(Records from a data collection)
--- START ---

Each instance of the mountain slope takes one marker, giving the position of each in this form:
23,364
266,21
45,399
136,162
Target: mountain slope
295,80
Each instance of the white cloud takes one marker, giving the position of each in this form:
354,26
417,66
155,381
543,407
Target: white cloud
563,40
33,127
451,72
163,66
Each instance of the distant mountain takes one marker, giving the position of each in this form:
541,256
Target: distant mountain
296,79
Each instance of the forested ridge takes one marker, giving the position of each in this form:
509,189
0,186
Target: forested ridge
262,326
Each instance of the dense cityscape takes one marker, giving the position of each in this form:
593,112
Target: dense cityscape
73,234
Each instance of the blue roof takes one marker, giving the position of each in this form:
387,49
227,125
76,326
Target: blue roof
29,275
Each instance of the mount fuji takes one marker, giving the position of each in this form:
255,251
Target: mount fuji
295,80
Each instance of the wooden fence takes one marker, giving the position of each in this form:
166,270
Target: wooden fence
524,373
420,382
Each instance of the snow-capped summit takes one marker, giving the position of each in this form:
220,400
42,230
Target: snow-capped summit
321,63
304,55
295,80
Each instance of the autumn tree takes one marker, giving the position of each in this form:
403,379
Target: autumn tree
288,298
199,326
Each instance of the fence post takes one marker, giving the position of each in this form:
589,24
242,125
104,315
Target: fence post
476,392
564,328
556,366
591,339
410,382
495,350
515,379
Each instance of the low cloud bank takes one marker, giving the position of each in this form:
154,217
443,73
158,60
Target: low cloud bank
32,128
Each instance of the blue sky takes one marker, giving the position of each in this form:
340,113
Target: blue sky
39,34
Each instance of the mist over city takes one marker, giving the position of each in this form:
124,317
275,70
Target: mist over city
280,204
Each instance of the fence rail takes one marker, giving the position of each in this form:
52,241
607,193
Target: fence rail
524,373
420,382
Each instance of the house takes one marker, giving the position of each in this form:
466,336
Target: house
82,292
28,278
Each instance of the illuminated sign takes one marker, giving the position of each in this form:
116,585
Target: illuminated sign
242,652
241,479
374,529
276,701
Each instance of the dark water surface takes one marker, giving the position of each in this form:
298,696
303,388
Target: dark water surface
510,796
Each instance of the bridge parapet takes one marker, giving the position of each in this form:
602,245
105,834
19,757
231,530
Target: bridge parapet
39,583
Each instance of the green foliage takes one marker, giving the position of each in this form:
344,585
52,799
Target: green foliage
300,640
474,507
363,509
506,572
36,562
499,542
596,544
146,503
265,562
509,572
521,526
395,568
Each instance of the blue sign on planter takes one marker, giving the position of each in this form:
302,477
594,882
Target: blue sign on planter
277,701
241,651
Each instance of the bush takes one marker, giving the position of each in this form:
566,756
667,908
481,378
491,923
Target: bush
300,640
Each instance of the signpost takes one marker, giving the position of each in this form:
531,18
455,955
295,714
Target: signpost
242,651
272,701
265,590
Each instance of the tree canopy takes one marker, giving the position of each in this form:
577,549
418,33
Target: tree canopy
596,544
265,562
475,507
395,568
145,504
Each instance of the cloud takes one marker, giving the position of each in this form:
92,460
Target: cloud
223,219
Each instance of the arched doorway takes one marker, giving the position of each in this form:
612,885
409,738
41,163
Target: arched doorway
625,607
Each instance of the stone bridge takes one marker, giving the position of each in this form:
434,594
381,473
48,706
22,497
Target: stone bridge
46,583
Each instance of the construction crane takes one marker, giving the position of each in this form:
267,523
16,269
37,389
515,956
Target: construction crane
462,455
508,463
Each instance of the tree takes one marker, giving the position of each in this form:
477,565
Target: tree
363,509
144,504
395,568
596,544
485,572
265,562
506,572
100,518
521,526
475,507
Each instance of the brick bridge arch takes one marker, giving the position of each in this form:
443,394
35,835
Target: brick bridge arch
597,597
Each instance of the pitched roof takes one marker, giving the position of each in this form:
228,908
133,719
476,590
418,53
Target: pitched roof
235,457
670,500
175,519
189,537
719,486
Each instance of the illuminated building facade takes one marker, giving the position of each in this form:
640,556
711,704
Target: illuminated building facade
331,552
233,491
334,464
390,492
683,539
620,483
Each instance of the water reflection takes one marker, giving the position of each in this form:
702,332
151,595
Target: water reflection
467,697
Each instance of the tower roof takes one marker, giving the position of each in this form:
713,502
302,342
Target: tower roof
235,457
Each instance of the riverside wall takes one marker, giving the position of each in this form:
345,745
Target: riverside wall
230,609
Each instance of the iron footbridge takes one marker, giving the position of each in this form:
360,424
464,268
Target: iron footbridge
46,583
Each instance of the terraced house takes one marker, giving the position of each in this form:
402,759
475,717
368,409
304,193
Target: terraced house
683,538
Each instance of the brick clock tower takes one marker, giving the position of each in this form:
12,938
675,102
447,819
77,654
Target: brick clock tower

--- END ---

What is expected →
Retype all of the records above without a single alteration.

Expected output →
Each instance of the mountain slope takes one marker, giving the position of each in this form:
23,364
266,21
45,399
136,162
Target: mountain slope
295,80
Each instance of the white cloud takes one marker, giving the position of each in this form:
354,26
417,66
155,381
543,407
Target: white cloud
563,40
33,127
451,72
163,66
Each instance of the distant mountain takes one marker, giving the position of each in this form:
541,256
Target: distant mountain
296,79
Each instance of the forested ridge takes one marker, giving the position of each in this form:
509,189
0,186
Target: forested ridge
262,326
Each instance of the dense cityscape takes one marker, giving the position of each in this form:
593,112
Target: dense cityscape
73,234
Each instance of the blue roof takes one marker, giving the position of each in this form:
387,49
227,125
76,326
Target: blue roof
29,275
Each instance of the mount fuji takes one marker, giving the position of each in this form:
255,251
Target: mount fuji
295,80
Each instance of the wooden fence takes one marker, giving the position of each in this form:
166,270
Target: wooden fence
524,373
420,382
Each instance of the snow-capped summit takes one marker, giving the position of each in this form:
220,400
42,230
Target: snow-capped summit
321,63
304,55
295,80
Each instance of the autumn tree takes one marker, giving the position of each in this form:
403,379
Target: autumn tree
288,298
199,326
Each instance of the fence post takes one marker, giving the position of each in this form:
589,24
242,125
104,315
Target: fence post
476,392
564,328
556,366
591,339
410,382
495,350
515,379
Each instance of the low cloud bank takes one marker, giving the position of each in this form:
154,217
443,73
158,60
Target: low cloud bank
32,128
Each instance of the blue sky takes one marker, giving the position of each in this form:
340,113
Target: blue sky
39,34
Each instance of the mist over city takes one marker, giving the position of each in this form:
124,317
275,70
Target: mist over city
280,204
Each instance of the fence rail takes one marker, giving the position of each in this form:
52,241
607,193
Target: fence rail
524,373
420,382
Each instance of the house takes one marker, giving the position of each in this form:
466,336
Target: house
82,292
28,278
Each instance of the illuminated sign takes one marker, giving the position of each in this form:
116,585
Target: illuminated sign
242,652
241,479
374,529
276,701
Each instance of the dark water surface takes one marker, giving the position of each in this form:
298,696
303,388
Target: dark water surface
510,796
Each instance of the bridge parapet takes one marker, giving the position of each in this form:
602,245
105,834
19,757
231,530
Target: bridge parapet
39,583
Each instance of the green foliage takes one marker, giving the position of each in this form:
344,585
52,799
Target: green foliage
300,640
474,507
363,509
506,572
36,562
499,542
596,544
146,503
265,562
509,572
521,526
395,568
Each instance of the blue sign on planter takes one marker, giving the position of each in this form:
302,477
594,882
Target: blue sign on planter
277,701
241,651
Each instance of the bush takes one marker, giving the position of each in this form:
566,756
667,908
481,378
491,923
Target: bush
300,640
Each instance of the signpost takes one marker, giving the position of each in this form:
531,18
455,955
295,714
Target: signpost
242,651
272,701
265,590
Each instance of the tree canopy takes one marker, giving the position of each in this form:
577,549
418,33
Target: tree canopy
596,544
265,562
475,507
395,568
145,504
Each instance of the cloud takes one marker, giving the position of each in this form:
92,460
Target: cloud
223,219
Each instance of the arched doorway takes one marker, giving the position of each in this form:
612,885
409,738
41,163
Target: arched doorway
625,607
Each instance of the stone bridge takes one marker, giving the position of each in this form:
434,594
381,473
48,706
22,497
Target: stone bridge
46,583
Each instance of the construction crane takes one marker, giving the position of each in this form:
267,523
16,269
37,389
515,956
Target: construction crane
462,455
508,463
Each instance of the tree takes one marker, giving the position of each in this form:
477,565
Target: tree
363,509
144,504
395,568
596,544
485,572
265,562
506,572
100,518
521,526
475,507
Each instance of the brick bridge arch takes one marker, giving the position of each in this form:
443,394
35,835
Target: brick bridge arch
597,597
Each instance of the pitched roof takes one marker, giving the position of each in this form:
228,908
133,719
476,590
418,53
Target: pitched roof
235,457
670,500
175,519
189,537
719,486
Each instance of the illuminated building facade takes one marker, giving the position of each in this form:
640,556
711,704
Target: illuminated building facade
331,552
233,491
334,464
390,492
683,539
620,483
Each instance of the water reflection takes one marker, giving the position of each in this form:
702,332
151,595
Target: water reflection
467,697
Each instance of the tower roof takes one marker, giving the position of each in this form:
713,502
302,342
Target: tower roof
235,457
Each instance of the riverside wall takes one marker, giving the position of each in this form:
345,745
Target: riverside wall
230,609
Each instance of the iron footbridge takes one marker, giving the position of each in this form:
360,424
464,268
Target: iron footbridge
46,583
Each instance of the terraced house takes one marker, giving the position of each in this form:
402,759
475,717
368,409
304,193
Target: terraced house
683,538
Each instance of the brick clock tower takes one marker, giving the position of each in this form:
12,938
675,102
447,819
77,654
Target: brick clock tower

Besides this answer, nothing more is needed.